**Source excerpt**
# When do you use the bull gear for reduction on lathe



## magu (Aug 23, 2019)

When in practice do people use the bull gear to gear down their lathe? Is it usually done to slow things down for the operators sake? For more torque?


----------



## jakes_66 (Aug 23, 2019)

I think you're referring to what most manufacturers call 'back gears'.  These gears usually sit 'in back' of the spindle and provide a deep speed reduction.

The reduced speed is commonly used when turning large diameter or out-of-balance parts where normal speeds are too fast.  The slower spindle speed brings the surface speed on bigger diameters within range.  I sometimes use back gears when threading larger diameters so I can disengage the cutting tool more consistently.


----------



## gradient (Aug 23, 2019)

jakes_66 said:


> I think you're referring to what most manufacturers call 'back gears'.  These gears usually sit 'in back' of the spindle and provide a deep speed reduction.
> 
> The reduced speed is commonly used when turning large diameter or out-of-balance parts where normal speeds are too fast.  The slower spindle speed brings the surface speed on bigger diameters within range.  I sometimes use back gears when threading larger diameters so I can disengage the cutting tool more consistently.

**Record excerpts**
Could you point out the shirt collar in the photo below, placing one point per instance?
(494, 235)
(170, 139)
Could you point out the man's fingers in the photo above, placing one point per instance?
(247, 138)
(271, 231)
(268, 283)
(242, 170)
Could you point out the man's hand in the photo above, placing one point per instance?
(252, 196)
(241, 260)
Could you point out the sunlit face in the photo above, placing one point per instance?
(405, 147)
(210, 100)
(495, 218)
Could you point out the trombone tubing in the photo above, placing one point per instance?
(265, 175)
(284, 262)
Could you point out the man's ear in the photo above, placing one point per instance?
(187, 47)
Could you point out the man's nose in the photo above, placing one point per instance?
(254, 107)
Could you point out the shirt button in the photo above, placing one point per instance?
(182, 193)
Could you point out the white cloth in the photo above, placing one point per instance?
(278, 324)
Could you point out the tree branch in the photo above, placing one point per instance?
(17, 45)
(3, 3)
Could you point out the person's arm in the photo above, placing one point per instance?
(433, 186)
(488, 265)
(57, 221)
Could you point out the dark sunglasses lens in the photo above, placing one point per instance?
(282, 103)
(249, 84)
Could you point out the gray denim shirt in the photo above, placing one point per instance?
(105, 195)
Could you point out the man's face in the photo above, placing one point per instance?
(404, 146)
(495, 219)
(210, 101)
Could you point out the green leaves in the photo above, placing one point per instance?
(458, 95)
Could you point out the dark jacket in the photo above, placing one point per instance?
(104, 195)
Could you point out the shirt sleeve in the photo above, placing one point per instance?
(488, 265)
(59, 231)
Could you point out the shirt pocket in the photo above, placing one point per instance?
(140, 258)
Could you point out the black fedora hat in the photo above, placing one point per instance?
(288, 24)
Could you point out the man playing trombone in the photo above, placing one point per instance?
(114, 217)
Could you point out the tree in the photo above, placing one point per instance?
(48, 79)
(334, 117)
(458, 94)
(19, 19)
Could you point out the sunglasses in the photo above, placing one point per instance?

**Request 1**
Write out the lathe forum thread from "When in practice" to "jakes_66 (Aug 23, 2019)", substituting "back gear" for "bull gear".
**Request 2**
Pick up the lathe forum thread from where it stops and continue it.
The lines after the lathe forum thread aren't needed for this.

**Task answer 1**
When in practice do people use the back gear to gear down their lathe? Is it usually done to slow things down for the operators sake? For more torque?


----------



## jakes_66 (Aug 23, 2019)

**Task answer 2**
As mentioned above, used for threading to slow things down to enable better control of the half-nut to move the carriage.  Gets hairy when the cutting tool is moving toward the chuck at high speed.  I'm too old to react quickly anymore so the back gear use suits me just fine.


----------



## BGHansen (Aug 23, 2019)

As mentioned above, used to slow down the lathe.  Tom's Techniques has a nice video on picking RPM's for cutting.  Quick version for steel is start at 400 RPM divided by drill diameter (drilling operation) or work diameter (for turning).  So start with 1600 RPM if drilling with a 1/4" drill into steel ( 400 RPM /  0.25").  Or for turning, set the lathe to 200 RPM if turning a 2" steel round ( 400 RPM / 2" diameter).  I'd have to review Tom's video for other materials, recall using something like 1000 for aluminum and brass.  It all boils down to surface feet per minute at the edge of the cutter.

Another use (though debatable by many) is go to back gear to lock the spindle for screw-on chuck removal and install.  Atlas recommends this method in their manuals, probably other manufacturers too.

Bruce


----------



## Ulma Doctor (Aug 23, 2019)

when using the back gears,
the spindle is being driven through the back gears even though the belt is still driving the pulley.
the spindle is disconnected from the drive pulley during back gear use.

i bought and rebuilt an Atlas TH42
the last owner tried to switch to back gear drive on the fly.
the problem is you have to pull the drive pin from the spindle, he didn't
it got ugly, quickly

don't be that guy


----------



## magu (Aug 26, 2019)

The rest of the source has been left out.